Requirement:
Shift every number in the answer coordinates up by 60, and leave the numbers in the requests and their format samples unchanged. Write out everything from the start of the rows down to the line containing "point(1109, 684)", requests included, and nothing past that line.

Data for the task:
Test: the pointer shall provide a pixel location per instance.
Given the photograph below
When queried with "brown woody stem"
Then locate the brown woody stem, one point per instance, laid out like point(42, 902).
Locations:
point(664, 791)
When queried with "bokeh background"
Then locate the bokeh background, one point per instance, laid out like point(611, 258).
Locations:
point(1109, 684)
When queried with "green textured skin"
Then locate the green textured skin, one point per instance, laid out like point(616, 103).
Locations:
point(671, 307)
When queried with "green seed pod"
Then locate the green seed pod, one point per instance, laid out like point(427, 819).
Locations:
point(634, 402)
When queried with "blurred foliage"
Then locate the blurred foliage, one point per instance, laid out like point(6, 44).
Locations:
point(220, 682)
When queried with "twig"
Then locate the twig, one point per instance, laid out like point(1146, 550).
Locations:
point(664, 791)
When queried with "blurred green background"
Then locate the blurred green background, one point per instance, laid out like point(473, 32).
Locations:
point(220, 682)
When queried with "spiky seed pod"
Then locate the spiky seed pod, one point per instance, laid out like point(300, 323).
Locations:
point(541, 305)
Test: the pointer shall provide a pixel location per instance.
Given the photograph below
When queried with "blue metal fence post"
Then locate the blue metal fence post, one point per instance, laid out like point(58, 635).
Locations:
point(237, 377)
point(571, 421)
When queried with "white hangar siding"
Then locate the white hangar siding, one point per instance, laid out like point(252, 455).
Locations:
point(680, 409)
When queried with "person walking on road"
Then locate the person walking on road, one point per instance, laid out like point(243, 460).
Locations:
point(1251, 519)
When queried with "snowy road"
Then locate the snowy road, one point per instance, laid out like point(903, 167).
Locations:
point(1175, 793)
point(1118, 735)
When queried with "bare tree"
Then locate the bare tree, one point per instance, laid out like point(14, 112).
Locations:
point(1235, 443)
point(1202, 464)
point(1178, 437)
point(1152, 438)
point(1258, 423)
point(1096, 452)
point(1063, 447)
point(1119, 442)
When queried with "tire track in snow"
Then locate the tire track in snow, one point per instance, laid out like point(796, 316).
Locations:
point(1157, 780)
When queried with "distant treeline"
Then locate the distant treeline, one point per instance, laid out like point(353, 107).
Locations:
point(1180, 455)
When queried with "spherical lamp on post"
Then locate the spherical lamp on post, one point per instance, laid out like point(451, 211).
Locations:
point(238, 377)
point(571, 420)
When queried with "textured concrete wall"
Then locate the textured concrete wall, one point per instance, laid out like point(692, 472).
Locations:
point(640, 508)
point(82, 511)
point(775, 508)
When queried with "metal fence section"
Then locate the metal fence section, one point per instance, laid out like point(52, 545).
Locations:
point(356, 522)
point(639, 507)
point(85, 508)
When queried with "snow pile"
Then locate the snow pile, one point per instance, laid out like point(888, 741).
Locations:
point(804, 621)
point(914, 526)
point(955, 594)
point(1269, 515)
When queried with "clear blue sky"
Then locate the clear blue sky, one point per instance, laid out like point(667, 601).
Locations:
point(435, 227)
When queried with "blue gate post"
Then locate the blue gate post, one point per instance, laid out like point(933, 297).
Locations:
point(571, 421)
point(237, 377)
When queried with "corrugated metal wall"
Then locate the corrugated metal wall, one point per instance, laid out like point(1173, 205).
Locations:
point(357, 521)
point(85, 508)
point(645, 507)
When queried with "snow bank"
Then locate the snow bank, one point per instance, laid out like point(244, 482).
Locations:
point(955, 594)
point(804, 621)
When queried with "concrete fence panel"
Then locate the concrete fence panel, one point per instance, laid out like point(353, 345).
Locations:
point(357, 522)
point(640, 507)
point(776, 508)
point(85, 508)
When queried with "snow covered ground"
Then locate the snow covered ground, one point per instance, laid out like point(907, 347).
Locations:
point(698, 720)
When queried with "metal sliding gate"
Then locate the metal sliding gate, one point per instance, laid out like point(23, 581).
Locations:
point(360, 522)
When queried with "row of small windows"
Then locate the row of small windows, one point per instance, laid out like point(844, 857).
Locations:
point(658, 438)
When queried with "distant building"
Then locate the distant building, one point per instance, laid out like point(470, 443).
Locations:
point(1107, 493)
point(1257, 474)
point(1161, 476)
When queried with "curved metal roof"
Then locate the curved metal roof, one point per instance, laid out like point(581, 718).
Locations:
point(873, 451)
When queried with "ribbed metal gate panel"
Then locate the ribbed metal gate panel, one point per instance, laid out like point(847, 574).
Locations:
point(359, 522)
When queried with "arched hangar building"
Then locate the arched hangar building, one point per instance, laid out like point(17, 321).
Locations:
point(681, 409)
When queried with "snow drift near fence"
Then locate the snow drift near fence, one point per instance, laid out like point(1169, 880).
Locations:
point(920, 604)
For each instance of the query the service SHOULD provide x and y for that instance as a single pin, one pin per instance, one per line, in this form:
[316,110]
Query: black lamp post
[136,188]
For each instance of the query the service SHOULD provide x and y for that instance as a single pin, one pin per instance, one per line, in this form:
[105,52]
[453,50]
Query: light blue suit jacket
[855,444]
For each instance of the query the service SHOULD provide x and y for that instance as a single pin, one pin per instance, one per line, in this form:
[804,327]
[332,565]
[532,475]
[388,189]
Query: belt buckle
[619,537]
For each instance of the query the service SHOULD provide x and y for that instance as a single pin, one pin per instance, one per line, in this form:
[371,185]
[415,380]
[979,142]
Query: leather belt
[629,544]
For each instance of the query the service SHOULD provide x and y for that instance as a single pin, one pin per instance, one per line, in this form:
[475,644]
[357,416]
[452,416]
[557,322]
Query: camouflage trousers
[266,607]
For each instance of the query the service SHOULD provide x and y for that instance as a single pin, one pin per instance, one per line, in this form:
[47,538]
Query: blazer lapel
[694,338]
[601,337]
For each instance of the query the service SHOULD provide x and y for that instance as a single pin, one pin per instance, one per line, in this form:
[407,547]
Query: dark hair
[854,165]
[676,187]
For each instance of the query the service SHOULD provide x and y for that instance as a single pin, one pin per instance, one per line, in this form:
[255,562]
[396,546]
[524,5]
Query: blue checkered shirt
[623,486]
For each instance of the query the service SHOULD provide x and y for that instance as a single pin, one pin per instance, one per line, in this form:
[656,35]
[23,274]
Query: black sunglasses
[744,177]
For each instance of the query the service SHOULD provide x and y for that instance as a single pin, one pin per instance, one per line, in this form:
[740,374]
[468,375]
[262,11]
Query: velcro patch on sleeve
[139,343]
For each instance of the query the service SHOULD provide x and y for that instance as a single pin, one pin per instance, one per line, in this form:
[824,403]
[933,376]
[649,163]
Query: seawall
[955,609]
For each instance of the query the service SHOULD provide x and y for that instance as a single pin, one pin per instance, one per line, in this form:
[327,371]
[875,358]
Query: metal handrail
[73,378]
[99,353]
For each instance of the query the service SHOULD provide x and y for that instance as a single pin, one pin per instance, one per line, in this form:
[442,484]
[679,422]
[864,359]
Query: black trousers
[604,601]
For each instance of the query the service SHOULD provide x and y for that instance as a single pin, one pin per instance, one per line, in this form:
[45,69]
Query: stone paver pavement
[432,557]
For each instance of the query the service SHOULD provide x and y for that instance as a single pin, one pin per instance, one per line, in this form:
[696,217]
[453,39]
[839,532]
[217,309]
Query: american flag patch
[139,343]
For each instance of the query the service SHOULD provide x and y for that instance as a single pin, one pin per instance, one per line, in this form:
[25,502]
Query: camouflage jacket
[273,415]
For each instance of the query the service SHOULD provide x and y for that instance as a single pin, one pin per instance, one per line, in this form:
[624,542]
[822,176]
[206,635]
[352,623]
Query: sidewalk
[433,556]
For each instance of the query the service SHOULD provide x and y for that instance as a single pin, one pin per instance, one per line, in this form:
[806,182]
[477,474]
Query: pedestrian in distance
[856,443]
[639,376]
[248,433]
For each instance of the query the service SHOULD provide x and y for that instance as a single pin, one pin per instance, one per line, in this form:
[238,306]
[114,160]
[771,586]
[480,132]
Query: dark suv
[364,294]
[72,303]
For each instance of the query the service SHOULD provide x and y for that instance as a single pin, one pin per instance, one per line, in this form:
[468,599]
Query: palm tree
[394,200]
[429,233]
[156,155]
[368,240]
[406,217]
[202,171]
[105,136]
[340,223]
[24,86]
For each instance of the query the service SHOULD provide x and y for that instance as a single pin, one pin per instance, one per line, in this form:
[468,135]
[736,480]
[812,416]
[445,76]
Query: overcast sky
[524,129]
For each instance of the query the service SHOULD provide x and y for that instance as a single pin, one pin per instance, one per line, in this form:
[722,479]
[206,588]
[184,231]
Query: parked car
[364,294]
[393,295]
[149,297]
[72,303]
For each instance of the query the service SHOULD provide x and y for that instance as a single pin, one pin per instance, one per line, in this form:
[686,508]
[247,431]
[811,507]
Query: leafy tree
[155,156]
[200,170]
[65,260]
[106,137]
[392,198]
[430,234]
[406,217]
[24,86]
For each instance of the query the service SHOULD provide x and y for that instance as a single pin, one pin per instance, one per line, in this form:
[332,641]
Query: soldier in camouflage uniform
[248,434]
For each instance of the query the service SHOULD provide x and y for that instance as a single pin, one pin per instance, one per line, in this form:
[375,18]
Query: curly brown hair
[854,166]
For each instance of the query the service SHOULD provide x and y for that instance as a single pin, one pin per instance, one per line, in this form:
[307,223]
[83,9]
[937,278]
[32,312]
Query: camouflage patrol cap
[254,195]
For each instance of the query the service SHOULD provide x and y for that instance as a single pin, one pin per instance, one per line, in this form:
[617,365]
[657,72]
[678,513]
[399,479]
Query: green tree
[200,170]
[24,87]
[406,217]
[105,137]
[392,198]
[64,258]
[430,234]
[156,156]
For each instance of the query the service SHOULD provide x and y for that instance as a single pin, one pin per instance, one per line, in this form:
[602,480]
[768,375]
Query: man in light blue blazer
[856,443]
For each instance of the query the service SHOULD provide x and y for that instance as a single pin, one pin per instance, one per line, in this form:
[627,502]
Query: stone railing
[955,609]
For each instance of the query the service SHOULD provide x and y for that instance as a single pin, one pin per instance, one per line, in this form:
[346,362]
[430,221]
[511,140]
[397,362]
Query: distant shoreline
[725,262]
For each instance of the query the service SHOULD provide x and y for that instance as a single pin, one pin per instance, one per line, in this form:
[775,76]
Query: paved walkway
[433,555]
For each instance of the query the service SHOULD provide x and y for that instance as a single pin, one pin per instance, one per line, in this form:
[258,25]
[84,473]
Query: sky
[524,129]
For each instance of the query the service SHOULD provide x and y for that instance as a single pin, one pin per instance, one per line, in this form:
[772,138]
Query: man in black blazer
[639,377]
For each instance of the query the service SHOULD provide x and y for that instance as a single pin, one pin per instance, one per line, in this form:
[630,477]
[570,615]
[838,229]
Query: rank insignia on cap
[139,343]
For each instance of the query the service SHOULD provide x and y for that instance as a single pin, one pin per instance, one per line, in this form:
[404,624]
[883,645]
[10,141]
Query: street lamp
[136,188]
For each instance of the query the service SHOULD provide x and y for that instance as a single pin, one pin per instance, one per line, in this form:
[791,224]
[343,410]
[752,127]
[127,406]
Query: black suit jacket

Complete output:
Test: the pointer shall provide a pixel location per instance.
Given the photograph below
When queried with "brown woody stem"
Then locate the brown woody stem, one point per instance, laid out like point(42, 902).
Locations:
point(724, 851)
When queried with "bokeh background"
Then locate the bokeh background, one point per instance, laid out like point(611, 258).
Locations:
point(1169, 744)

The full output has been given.